#### [Description of the task]
Can you arrange the stretch of the records below, from the line containing "of the root" through the end, as a Markdown table with a No. column for the row number and a Text column for the line, skipping any blank lines?

"""

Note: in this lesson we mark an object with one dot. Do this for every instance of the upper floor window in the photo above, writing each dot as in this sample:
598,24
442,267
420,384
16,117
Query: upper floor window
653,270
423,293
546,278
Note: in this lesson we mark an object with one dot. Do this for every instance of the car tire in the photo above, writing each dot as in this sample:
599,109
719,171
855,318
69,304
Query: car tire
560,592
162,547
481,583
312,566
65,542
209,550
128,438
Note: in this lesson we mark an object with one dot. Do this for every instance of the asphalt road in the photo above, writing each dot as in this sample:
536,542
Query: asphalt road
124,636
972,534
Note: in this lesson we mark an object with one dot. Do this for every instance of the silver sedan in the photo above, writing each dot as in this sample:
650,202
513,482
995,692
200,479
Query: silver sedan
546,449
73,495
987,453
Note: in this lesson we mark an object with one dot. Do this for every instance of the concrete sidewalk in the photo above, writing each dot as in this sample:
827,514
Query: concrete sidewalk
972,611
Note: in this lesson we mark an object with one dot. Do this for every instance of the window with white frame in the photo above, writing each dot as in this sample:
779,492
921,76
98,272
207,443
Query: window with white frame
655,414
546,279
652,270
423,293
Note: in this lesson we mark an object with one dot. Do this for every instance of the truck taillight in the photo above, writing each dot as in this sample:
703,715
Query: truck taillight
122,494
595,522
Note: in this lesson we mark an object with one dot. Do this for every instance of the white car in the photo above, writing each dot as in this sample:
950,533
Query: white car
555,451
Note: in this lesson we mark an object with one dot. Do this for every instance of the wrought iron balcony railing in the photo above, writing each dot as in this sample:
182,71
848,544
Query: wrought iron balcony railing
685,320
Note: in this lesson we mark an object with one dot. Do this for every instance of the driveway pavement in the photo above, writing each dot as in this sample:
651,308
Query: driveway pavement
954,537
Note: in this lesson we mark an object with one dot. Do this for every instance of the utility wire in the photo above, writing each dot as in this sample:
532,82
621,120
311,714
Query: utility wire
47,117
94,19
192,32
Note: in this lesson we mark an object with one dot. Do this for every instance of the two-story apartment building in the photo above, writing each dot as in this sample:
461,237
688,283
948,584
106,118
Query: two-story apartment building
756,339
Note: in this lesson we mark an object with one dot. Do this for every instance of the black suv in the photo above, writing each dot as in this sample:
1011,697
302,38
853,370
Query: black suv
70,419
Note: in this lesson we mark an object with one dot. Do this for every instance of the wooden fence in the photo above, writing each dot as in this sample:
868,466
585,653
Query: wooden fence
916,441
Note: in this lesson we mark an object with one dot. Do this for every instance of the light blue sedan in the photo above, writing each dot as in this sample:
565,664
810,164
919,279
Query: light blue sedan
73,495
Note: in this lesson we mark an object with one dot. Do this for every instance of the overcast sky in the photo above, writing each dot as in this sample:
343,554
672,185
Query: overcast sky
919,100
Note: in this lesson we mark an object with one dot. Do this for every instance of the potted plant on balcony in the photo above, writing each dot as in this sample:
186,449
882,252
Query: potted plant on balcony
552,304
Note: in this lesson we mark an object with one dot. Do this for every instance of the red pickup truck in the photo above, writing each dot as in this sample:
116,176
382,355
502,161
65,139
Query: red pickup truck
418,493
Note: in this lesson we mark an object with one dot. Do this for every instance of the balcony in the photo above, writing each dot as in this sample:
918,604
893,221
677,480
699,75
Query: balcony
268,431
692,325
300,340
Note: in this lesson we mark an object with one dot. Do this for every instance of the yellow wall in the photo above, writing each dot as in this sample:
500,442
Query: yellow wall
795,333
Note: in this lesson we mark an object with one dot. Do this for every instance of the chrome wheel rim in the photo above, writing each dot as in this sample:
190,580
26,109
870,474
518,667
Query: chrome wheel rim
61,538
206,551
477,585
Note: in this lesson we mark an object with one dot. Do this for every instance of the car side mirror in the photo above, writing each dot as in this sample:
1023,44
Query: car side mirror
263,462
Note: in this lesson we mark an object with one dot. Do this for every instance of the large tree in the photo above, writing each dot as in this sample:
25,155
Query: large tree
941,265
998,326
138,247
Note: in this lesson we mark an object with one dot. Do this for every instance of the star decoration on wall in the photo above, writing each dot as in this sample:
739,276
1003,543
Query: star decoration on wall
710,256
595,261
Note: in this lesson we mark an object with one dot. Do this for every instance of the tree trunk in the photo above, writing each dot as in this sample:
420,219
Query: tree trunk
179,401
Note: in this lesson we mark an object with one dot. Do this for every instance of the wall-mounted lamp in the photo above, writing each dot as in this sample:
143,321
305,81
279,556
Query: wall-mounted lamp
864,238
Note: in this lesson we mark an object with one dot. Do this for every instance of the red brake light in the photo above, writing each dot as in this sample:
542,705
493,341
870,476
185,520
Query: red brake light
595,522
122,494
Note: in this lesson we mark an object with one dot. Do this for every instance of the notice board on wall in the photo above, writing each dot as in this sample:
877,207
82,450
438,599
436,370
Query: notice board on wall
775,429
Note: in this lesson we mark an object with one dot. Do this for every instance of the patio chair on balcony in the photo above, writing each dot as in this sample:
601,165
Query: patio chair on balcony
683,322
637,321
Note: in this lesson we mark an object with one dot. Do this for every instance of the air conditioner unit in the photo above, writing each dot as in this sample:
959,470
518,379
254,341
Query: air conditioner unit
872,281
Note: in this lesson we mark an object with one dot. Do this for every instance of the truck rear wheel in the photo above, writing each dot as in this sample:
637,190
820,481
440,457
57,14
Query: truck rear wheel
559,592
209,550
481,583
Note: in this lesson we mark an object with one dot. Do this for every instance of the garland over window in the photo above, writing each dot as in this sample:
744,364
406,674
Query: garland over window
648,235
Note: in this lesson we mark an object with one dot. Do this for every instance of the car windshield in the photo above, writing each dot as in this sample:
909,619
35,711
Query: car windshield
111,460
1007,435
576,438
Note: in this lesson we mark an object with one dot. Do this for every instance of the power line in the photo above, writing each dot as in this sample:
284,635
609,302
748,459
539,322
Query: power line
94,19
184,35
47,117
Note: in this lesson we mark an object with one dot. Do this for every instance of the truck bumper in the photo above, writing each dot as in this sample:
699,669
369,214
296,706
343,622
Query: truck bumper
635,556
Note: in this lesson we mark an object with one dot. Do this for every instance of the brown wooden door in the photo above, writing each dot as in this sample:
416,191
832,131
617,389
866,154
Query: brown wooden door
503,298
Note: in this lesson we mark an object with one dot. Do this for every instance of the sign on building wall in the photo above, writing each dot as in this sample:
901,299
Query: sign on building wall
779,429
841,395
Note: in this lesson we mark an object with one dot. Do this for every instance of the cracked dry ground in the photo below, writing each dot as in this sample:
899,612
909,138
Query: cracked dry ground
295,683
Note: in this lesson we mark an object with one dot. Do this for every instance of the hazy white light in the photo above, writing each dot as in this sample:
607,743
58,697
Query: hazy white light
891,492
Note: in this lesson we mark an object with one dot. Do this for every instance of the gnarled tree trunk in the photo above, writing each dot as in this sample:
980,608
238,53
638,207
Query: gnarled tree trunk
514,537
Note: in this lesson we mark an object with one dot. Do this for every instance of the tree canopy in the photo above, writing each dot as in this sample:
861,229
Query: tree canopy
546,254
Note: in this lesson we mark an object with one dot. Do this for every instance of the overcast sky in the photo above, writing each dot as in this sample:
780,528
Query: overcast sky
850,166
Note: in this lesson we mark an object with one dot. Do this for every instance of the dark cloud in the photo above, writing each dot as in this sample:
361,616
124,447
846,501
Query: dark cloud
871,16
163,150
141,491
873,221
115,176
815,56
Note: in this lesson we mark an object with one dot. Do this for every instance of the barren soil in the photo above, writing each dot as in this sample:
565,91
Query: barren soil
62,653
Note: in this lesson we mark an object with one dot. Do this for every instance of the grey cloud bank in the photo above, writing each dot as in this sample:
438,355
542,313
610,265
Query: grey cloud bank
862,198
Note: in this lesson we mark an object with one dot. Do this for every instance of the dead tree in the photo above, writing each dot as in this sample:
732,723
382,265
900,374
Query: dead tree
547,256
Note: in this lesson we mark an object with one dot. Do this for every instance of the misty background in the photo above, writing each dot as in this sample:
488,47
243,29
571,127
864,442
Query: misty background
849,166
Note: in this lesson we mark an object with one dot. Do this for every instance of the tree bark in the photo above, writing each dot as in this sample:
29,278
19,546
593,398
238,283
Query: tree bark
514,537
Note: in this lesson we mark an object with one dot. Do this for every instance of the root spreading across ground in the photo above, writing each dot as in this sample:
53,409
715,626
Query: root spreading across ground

"""

#### [Solution to this exercise]
| No. | Text |
|---|---|
| 1 | Note: in this lesson we mark an object with one dot. Do this for every instance of the root spreading across ground in the photo above, writing each dot as in this sample: |
| 2 | 53,409 |
| 3 | 715,626 |
| 4 | Query: root spreading across ground |